Information shown Start Marker

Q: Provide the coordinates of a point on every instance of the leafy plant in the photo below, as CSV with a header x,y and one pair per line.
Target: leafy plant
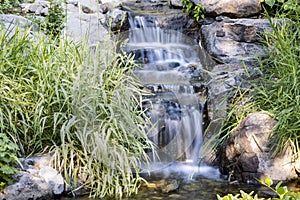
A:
x,y
55,20
80,102
196,10
110,138
8,160
277,90
7,6
282,192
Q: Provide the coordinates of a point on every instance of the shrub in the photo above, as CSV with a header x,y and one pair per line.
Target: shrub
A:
x,y
7,6
197,10
282,192
55,20
8,160
78,101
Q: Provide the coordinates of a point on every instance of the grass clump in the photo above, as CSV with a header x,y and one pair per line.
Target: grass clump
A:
x,y
278,89
7,6
281,191
8,160
78,102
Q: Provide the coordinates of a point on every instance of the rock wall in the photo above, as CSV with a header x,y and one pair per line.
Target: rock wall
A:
x,y
231,34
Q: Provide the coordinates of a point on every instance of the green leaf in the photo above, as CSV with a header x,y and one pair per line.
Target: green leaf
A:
x,y
281,191
268,181
270,2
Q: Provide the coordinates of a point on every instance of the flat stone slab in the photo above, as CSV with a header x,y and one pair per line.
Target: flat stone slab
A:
x,y
235,41
231,8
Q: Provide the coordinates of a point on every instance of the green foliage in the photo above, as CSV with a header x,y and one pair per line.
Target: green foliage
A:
x,y
8,160
196,10
282,192
7,6
80,102
36,80
55,20
280,75
283,8
110,138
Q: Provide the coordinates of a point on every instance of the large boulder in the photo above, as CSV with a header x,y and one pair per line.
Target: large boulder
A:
x,y
246,155
231,8
222,80
36,180
235,40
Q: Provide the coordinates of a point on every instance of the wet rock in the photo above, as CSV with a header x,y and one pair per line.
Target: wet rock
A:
x,y
176,3
29,186
231,8
170,186
53,178
38,8
11,22
222,81
105,7
117,20
246,155
36,180
235,40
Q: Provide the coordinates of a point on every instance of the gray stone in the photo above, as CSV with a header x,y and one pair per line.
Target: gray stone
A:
x,y
53,178
222,79
176,3
36,180
247,156
29,186
105,7
235,40
232,8
11,22
117,20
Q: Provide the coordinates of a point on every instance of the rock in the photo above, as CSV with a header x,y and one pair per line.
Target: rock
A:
x,y
36,180
235,40
222,80
38,8
247,156
53,178
117,20
169,185
29,186
231,8
105,7
176,3
11,22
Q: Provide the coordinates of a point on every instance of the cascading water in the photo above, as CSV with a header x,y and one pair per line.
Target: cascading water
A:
x,y
170,62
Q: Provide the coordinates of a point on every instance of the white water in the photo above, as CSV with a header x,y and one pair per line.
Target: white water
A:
x,y
175,111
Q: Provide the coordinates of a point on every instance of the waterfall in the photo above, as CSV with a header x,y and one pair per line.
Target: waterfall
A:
x,y
169,60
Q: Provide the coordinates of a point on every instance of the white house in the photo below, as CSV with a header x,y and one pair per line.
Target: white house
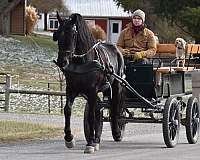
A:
x,y
105,13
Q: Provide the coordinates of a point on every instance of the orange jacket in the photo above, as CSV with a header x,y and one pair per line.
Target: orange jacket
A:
x,y
143,41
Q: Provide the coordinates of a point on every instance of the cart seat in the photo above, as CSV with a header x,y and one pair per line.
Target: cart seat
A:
x,y
173,69
141,78
183,69
164,70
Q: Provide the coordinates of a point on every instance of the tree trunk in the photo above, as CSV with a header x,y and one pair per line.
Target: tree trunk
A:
x,y
45,21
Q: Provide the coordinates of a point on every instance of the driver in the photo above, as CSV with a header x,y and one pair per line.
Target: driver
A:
x,y
136,42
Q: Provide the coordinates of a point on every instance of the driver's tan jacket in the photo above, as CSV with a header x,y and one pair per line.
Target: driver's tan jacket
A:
x,y
143,41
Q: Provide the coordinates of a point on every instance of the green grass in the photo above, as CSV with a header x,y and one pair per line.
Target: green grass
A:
x,y
12,131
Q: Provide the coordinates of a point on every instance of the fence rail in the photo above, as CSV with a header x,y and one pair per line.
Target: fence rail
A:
x,y
8,90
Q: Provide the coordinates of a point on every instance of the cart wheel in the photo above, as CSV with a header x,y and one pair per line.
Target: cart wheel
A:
x,y
121,124
86,125
192,120
171,122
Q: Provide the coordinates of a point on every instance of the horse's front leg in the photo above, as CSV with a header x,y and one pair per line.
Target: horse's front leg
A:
x,y
69,139
90,147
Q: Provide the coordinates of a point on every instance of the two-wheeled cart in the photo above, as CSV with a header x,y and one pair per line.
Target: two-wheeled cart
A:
x,y
163,94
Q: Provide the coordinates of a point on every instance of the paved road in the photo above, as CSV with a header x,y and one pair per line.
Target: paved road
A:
x,y
141,142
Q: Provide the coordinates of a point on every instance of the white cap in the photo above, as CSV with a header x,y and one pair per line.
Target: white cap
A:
x,y
139,13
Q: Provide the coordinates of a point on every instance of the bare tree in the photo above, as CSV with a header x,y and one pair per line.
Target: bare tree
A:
x,y
47,6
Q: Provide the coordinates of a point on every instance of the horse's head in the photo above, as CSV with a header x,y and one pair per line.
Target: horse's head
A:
x,y
66,35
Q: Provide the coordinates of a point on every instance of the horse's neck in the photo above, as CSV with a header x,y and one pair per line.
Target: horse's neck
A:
x,y
86,49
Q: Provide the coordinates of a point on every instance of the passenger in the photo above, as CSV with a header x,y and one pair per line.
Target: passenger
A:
x,y
136,42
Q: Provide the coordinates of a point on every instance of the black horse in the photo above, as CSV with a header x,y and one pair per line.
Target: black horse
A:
x,y
88,67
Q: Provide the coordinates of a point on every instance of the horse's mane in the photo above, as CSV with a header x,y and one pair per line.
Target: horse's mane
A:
x,y
85,39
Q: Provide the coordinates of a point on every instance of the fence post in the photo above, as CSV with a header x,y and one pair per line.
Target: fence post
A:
x,y
49,100
7,92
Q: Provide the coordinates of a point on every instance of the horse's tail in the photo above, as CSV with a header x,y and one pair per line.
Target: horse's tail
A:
x,y
120,63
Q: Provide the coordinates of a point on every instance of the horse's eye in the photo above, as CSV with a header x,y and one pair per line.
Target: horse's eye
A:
x,y
55,37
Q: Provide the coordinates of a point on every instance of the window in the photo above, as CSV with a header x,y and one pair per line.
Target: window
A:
x,y
90,22
115,28
53,24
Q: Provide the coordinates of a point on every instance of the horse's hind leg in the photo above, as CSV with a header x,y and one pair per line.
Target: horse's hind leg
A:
x,y
69,139
90,147
98,127
116,106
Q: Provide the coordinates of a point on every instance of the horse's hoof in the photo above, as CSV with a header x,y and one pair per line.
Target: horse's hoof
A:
x,y
96,147
70,144
89,149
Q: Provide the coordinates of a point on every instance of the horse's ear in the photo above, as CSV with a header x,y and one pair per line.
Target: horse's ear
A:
x,y
74,18
59,18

Information shown End Marker

Required action =>
For this exercise, return the records above in full and exactly, omitting the images.

Exercise output =>
Q: Provide the coordinates of a point on every instance of the leafy plant in the photo below, as CSV with a header x,y and one pair per line.
Target: leafy plant
A:
x,y
55,20
80,102
196,10
110,138
8,160
277,90
7,6
282,192
Q: Provide the coordinates of a point on every instance of the shrub in the photo above, as CSV with a header x,y and one pair per line.
Target: shrub
A:
x,y
7,6
197,10
282,192
55,20
8,160
78,101
Q: Provide the coordinates of a point on every instance of the grass clump in the photo above, as CSV with a header x,y and one pair per line.
Target: grass clump
A:
x,y
278,89
7,6
281,191
8,160
78,102
Q: Provide the coordinates of a point on every instance of the rock wall in the photo above, as CSV with a header x,y and one pair per line.
Target: rock wall
A:
x,y
231,34
Q: Provide the coordinates of a point on every instance of the green leaf in the photo above, as CSV with a header x,y and one pair per line.
Target: green leaf
A:
x,y
281,191
268,181
270,2
Q: Provide the coordinates of a point on every instance of the flat stone slab in the photo above, as CSV with a header x,y and one pair per line.
Target: flat stone slab
A:
x,y
235,41
231,8
Q: Provide the coordinates of a point on every instance of the green foliage in the photo above, as CSV with a header x,y and one pair per line.
Target: green foliage
A:
x,y
8,160
196,10
282,192
7,6
80,102
36,80
55,20
280,75
283,8
110,138
Q: Provide the coordinates of a point on every instance of the large boulder in the photo above, as CSV with a header x,y and one pair per line.
Target: large boulder
A:
x,y
246,155
231,8
222,80
36,180
235,40
Q: Provide the coordinates of a point on every instance of the wet rock in the photo above, as CSV with a header x,y and one pair per line.
Target: wet rock
A:
x,y
176,3
29,186
231,8
170,186
53,178
38,8
11,22
222,81
105,7
117,20
246,155
36,180
235,40
Q: Provide the coordinates of a point on every instance of the gray stone in the photo above, as CSV with a header x,y and one pair per line.
Target: gray stone
A:
x,y
53,178
222,79
176,3
36,180
247,156
29,186
105,7
235,40
232,8
11,22
117,20
Q: Provide the coordinates of a point on every instance of the rock in the photo above, as CSV with a header x,y and one pair per line.
Target: rock
A:
x,y
36,180
235,40
222,80
38,8
247,156
53,178
117,20
169,185
29,186
231,8
105,7
176,3
11,22
Q: Provide the coordinates of a point on every instance of the cascading water in the photo above, as CSV with a header x,y and one pair per line.
Target: cascading water
A:
x,y
170,62
Q: Provide the coordinates of a point on every instance of the white water in the photo above, as CSV with a header x,y and one pair per line.
Target: white water
A:
x,y
175,111
Q: Provide the coordinates of a point on every instance of the waterfall in the photo above, as CSV with a header x,y and one pair per line.
Target: waterfall
A:
x,y
169,60
Q: Provide the coordinates of a point on every instance of the white house in the photo below, as CSV with a header x,y and one pair per line.
Target: white house
A:
x,y
105,13
Q: Provide the coordinates of a point on every instance of the orange jacket in the photo above, as CSV with a header x,y and one pair per line.
Target: orange jacket
A:
x,y
143,41
Q: Provide the coordinates of a point on every instance of the cart seat in the photo above, as CSV with a header x,y and one pair per line.
Target: cart seat
A:
x,y
173,69
141,78
183,69
164,70
Q: Provide the coordinates of a point on every instance of the tree trunk in the photo above, as CSV with a header x,y and one pair per line.
Target: tree trunk
A:
x,y
45,21
Q: Provide the coordinates of a point on every instance of the driver in the photo above, as CSV with a header x,y and one pair per line.
Target: driver
A:
x,y
136,42
Q: Provide the coordinates of a point on every instance of the driver's tan jacket in the photo above, as CSV with a header x,y and one pair per line.
Target: driver's tan jacket
A:
x,y
143,41
Q: Provide the coordinates of a point on every instance of the green grass in the photo above, as CSV with a header x,y and one pair per line.
Target: green grass
A:
x,y
12,131
Q: Provide the coordinates of a point on every instance of the fence rail in the photo above, as CSV with a header x,y and one pair per line.
Target: fence rail
A:
x,y
8,90
Q: Provide the coordinates of a point on every instance of the cart wheel in the photo above, as CSV with a header x,y and one pair per line.
Target: cart wheel
A:
x,y
121,124
86,125
192,120
171,122
Q: Provide the coordinates of a point on every instance of the horse's front leg in the photo above, as CSV with a header x,y and one pair per line.
Target: horse's front leg
A:
x,y
69,139
90,147
Q: Provide the coordinates of a point on every instance of the two-wheeled cart in the photo above, as CSV with a header x,y and one pair per line.
Target: two-wheeled cart
A:
x,y
163,94
Q: Provide the coordinates of a point on every instance of the paved road in the photo above, as CSV with a header x,y and one pair per line.
Target: paved road
A:
x,y
141,142
Q: Provide the coordinates of a point on every instance of the white cap in the photo above, as CSV with a header x,y and one pair per line.
Target: white cap
A:
x,y
139,13
Q: Provide the coordinates of a point on every instance of the bare tree in the photo above, as CSV with a header x,y and one pair per line.
Target: bare tree
A:
x,y
47,6
Q: Provide the coordinates of a point on every instance of the horse's head in the photo above, as CSV with a header x,y and one pair per line.
Target: horse's head
A:
x,y
66,35
Q: Provide the coordinates of a point on every instance of the horse's neck in the photo above, as CSV with a header x,y and one pair per line.
Target: horse's neck
A:
x,y
86,49
Q: Provide the coordinates of a point on every instance of the passenger in the photo above, as CSV with a header x,y and one pair per line.
Target: passenger
A:
x,y
136,42
Q: Provide the coordinates of a point on every instance of the black horse in the photo above, as CSV with a header x,y and one pair per line.
Target: black horse
A:
x,y
88,67
Q: Provide the coordinates of a point on every instance of the horse's mane in the photo above, as CSV with a header x,y and one pair per line.
Target: horse's mane
A:
x,y
85,39
Q: Provide the coordinates of a point on every instance of the fence post in the photo above, as CSV with a header x,y and one pair per line.
Target: fence post
A:
x,y
49,100
7,92
Q: Provide the coordinates of a point on every instance of the horse's tail in the photo above, as CSV with a header x,y and one pair per line.
Target: horse's tail
A:
x,y
120,63
Q: Provide the coordinates of a point on every instance of the horse's eye in the photo above, as CSV with a header x,y and one pair per line.
Target: horse's eye
A:
x,y
55,37
Q: Provide the coordinates of a point on every instance of the window in the photo above, as CSV with a header x,y and one pair per line.
Target: window
A:
x,y
90,22
115,28
53,24
Q: Provide the coordinates of a point on every instance of the horse's hind leg in the photo above, as CSV with a header x,y and one pair per line.
Target: horse's hind leg
A:
x,y
69,139
90,147
98,127
116,106
Q: Provide the coordinates of a point on every instance of the horse's hoof in the photo above, as CSV with a header x,y and one pair per line.
Target: horse's hoof
A:
x,y
96,147
70,144
89,149
Q: Provide the coordinates of a point on every instance of the horse's ear in the photo above, as CSV with a header x,y and one pair per line.
Target: horse's ear
A:
x,y
74,18
59,18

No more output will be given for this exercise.